Tarea a realizar. Transcribe sin cambios un pasaje del texto sobre la literatura y la vida: empieza en las palabras que contienen "Pero hay otros" y detente después de "el sentir popular.".

Extracto de página.
________________________

Pero hay otros pilares en los
que sustentar el hecho, probado ya al menos en cuanto a los escritores, de que
la Literatura sirve para ayudarnos a vivir. Por ejemplo, Juan José Millás, en
un acertado artículo periodístico titulado Pan
y cine, sostiene que “Estamos hechos
de pan y de novelas”, recordándonos que no es imaginable un mundo sin
ficción. Ana María Matute expresó el mismo pensamiento de manera más concisa, “El que no inventa, no vive”. Pero yo
prefiero la cita de William S. Burroughs, quién afirmaba: “No puede existir una sociedad de gente que no sueñe. Morirían en dos
semanas.” Estas declaraciones podrían ser tachadas de corporativistas, al
haber escogido solo a escritores, pero creo que sería negar una evidencia (cierto
es, de las menos tangibles, o demostrables, pues cómo probar que al eliminar
las fábulas la vida no sería posible) totalmente arraigada en el sentir popular.
El contar, o escuchar, historias está grabado a fuego en nuestros genes. Con la
literatura se crea una manera íntimamente genuina de vivir todas aquellas cosas
que se puedan imaginar. Nuestra condición humana nos permite una sola vida, la
literatura nos otorga muchas más.

________________________

Líneas extraídas.
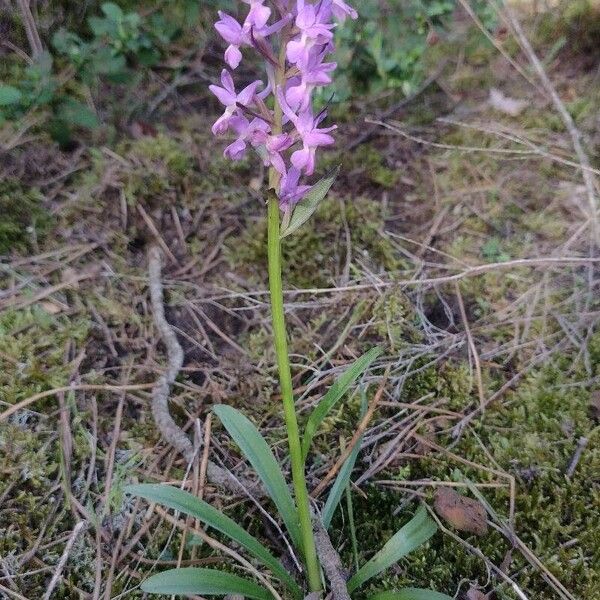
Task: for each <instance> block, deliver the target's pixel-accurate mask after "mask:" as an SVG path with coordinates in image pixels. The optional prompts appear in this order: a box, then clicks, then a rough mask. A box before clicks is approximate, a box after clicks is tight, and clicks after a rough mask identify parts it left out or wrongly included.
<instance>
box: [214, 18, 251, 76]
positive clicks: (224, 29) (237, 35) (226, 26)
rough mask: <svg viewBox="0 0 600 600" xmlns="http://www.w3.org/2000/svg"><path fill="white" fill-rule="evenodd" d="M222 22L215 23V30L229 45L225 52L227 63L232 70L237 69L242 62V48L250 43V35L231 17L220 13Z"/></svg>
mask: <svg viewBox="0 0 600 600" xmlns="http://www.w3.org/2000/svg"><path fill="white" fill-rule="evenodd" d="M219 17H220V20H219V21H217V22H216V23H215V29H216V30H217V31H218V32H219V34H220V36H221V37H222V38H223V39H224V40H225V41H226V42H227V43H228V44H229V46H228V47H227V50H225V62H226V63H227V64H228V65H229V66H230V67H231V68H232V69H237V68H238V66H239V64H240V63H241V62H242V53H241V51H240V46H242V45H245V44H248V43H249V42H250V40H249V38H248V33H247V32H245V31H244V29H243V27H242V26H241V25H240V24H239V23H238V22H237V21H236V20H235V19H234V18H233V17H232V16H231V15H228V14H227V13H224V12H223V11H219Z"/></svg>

________________________

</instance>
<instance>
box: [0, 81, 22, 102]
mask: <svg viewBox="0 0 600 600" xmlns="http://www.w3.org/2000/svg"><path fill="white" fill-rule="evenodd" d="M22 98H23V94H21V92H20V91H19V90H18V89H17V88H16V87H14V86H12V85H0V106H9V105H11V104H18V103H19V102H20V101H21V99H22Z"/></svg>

________________________

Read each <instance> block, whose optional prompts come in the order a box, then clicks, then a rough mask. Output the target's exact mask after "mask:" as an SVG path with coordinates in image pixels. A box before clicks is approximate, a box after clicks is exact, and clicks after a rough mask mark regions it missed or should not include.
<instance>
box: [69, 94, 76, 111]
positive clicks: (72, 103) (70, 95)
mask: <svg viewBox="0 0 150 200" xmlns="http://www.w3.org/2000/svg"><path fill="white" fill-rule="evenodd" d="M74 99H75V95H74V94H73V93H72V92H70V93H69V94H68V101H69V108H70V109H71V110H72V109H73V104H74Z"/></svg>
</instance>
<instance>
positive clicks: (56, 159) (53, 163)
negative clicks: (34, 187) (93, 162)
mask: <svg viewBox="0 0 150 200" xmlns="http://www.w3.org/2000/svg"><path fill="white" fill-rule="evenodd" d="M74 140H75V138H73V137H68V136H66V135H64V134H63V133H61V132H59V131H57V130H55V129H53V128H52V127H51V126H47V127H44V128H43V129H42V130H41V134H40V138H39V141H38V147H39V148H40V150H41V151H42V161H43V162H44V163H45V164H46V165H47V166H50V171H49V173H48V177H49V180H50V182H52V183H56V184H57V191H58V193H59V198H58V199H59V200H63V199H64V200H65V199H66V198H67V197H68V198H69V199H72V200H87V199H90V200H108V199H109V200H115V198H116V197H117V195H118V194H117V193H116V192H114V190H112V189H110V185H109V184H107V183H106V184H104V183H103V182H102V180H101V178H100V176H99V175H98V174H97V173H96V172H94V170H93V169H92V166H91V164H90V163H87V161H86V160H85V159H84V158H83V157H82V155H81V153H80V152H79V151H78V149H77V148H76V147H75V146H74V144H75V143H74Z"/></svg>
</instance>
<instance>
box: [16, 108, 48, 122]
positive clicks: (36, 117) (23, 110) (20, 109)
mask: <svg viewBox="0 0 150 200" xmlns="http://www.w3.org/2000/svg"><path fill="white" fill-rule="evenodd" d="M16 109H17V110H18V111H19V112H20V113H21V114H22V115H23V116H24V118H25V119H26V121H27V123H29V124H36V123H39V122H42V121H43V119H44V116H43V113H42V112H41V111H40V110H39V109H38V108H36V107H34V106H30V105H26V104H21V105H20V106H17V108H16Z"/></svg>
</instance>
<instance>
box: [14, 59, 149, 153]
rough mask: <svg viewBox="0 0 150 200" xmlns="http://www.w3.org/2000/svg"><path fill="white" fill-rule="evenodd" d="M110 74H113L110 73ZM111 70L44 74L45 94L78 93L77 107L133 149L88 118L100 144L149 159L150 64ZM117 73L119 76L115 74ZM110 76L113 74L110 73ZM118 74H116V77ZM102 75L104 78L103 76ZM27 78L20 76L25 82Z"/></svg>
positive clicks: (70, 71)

________________________

Respuesta.
Pero hay otros pilares en los
que sustentar el hecho, probado ya al menos en cuanto a los escritores, de que
la Literatura sirve para ayudarnos a vivir. Por ejemplo, Juan José Millás, en
un acertado artículo periodístico titulado Pan
y cine, sostiene que “Estamos hechos
de pan y de novelas”, recordándonos que no es imaginable un mundo sin
ficción. Ana María Matute expresó el mismo pensamiento de manera más concisa, “El que no inventa, no vive”. Pero yo
prefiero la cita de William S. Burroughs, quién afirmaba: “No puede existir una sociedad de gente que no sueñe. Morirían en dos
semanas.” Estas declaraciones podrían ser tachadas de corporativistas, al
haber escogido solo a escritores, pero creo que sería negar una evidencia (cierto
es, de las menos tangibles, o demostrables, pues cómo probar que al eliminar
las fábulas la vida no sería posible) totalmente arraigada en el sentir popular.